** WHAT TO PRODUCE **
How many lines in the records below contain the string "task"? Give only the number.

____________________

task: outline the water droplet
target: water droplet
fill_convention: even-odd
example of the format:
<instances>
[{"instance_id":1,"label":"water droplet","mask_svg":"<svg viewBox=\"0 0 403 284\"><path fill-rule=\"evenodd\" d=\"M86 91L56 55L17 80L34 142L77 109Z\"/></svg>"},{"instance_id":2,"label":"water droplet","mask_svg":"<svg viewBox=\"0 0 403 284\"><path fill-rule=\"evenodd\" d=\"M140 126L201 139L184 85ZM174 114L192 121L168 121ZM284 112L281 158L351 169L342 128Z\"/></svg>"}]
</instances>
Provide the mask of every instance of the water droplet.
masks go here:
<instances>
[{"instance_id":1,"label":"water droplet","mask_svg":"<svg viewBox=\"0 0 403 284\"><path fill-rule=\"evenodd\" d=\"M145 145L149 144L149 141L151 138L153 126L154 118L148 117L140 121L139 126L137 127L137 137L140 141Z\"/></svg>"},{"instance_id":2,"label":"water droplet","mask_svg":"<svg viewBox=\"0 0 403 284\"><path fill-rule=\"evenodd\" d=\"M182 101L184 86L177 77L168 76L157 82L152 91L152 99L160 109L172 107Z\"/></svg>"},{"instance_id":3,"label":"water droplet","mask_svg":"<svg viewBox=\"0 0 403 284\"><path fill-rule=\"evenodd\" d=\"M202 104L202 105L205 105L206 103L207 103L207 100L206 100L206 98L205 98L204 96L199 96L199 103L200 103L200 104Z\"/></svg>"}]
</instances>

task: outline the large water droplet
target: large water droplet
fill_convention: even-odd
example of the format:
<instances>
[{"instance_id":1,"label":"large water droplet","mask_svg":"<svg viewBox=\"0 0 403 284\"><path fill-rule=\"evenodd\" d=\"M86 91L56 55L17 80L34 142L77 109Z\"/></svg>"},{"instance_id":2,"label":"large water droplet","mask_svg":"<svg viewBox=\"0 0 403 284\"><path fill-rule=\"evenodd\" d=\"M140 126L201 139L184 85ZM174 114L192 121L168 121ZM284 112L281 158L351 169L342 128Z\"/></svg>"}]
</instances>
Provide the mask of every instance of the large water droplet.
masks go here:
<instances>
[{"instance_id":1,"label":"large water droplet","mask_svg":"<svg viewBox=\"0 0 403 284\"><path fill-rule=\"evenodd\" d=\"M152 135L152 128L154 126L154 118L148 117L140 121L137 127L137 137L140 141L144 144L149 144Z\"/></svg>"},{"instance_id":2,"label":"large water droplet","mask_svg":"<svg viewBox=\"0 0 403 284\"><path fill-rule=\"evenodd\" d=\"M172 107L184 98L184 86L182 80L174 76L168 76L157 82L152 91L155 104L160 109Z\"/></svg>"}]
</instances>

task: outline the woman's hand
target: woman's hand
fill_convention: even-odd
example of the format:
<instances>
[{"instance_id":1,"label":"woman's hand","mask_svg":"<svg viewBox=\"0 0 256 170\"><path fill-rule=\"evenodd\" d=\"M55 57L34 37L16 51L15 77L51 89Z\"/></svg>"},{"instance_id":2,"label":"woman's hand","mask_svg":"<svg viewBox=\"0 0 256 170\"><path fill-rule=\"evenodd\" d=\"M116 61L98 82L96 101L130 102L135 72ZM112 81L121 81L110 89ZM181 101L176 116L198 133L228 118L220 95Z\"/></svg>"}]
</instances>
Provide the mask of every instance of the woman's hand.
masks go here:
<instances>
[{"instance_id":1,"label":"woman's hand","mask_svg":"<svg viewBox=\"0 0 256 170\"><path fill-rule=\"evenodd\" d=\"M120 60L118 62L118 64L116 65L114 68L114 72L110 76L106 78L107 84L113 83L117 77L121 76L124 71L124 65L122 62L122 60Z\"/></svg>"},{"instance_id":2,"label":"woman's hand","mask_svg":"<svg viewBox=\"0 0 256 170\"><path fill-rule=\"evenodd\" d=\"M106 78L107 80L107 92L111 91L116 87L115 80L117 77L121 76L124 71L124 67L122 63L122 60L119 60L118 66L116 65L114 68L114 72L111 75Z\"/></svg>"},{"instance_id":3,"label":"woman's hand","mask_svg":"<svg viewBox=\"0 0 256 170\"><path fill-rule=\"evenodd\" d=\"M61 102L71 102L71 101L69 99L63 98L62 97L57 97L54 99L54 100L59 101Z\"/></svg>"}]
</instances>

____________________

** RESPONSE BELOW **
3